## WRITTEN INSTRUCTION
Could you write out only the rows from the line with "identify the outdoor" to the line with "(0, 215), (41, 249)", both ends included, with every line kept in full but each coordinate in the answers scaled by 2 and rounded to whole numbers, halves up?

[Rows for bounding box labeling]
• • • •

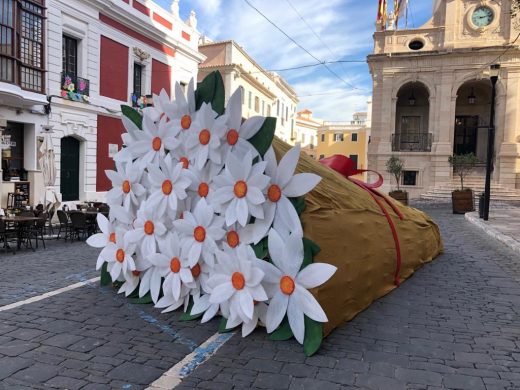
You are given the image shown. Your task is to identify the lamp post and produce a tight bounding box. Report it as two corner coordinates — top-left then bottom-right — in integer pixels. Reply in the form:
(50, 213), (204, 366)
(484, 64), (500, 221)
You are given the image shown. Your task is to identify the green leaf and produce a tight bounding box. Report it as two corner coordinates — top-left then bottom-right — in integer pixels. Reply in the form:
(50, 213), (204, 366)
(218, 317), (238, 333)
(289, 196), (307, 215)
(303, 316), (323, 356)
(195, 71), (225, 115)
(121, 104), (143, 130)
(253, 237), (268, 259)
(248, 117), (276, 157)
(269, 316), (294, 341)
(99, 261), (112, 286)
(179, 298), (204, 321)
(300, 237), (321, 270)
(130, 292), (153, 305)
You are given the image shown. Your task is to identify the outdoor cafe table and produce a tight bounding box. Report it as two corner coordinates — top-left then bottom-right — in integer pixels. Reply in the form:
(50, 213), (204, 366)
(0, 215), (41, 249)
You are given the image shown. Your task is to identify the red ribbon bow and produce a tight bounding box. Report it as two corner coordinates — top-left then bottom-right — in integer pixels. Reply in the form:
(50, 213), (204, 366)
(320, 154), (403, 286)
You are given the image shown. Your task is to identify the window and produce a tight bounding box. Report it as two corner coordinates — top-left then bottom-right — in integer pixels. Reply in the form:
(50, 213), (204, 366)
(348, 154), (358, 169)
(61, 35), (78, 79)
(240, 86), (246, 104)
(134, 63), (143, 98)
(403, 171), (419, 186)
(0, 0), (44, 92)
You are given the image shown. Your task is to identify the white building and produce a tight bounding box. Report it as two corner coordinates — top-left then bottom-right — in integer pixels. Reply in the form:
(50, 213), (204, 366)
(368, 0), (520, 197)
(0, 0), (204, 207)
(199, 38), (298, 144)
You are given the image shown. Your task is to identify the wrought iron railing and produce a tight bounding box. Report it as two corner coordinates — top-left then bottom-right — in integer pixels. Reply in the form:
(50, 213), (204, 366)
(61, 72), (90, 102)
(392, 133), (433, 152)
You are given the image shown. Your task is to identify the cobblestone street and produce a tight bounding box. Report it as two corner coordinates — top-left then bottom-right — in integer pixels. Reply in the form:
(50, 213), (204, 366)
(0, 205), (520, 390)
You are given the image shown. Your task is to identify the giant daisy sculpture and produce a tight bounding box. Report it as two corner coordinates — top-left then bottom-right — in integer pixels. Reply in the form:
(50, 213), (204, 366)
(88, 72), (438, 356)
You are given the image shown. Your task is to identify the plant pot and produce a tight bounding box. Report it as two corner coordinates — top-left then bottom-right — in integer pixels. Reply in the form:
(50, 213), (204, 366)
(451, 190), (475, 214)
(388, 191), (408, 206)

• • • •

## RESPONSE TO THIS TASK
You are given the image shown. Your task is to identify the outdoor cafe table and produce a tight bounding box. Report it as two corner coordinates — top-left then bottom-right — in integer pixels. Reply in the form:
(50, 213), (204, 366)
(0, 430), (82, 498)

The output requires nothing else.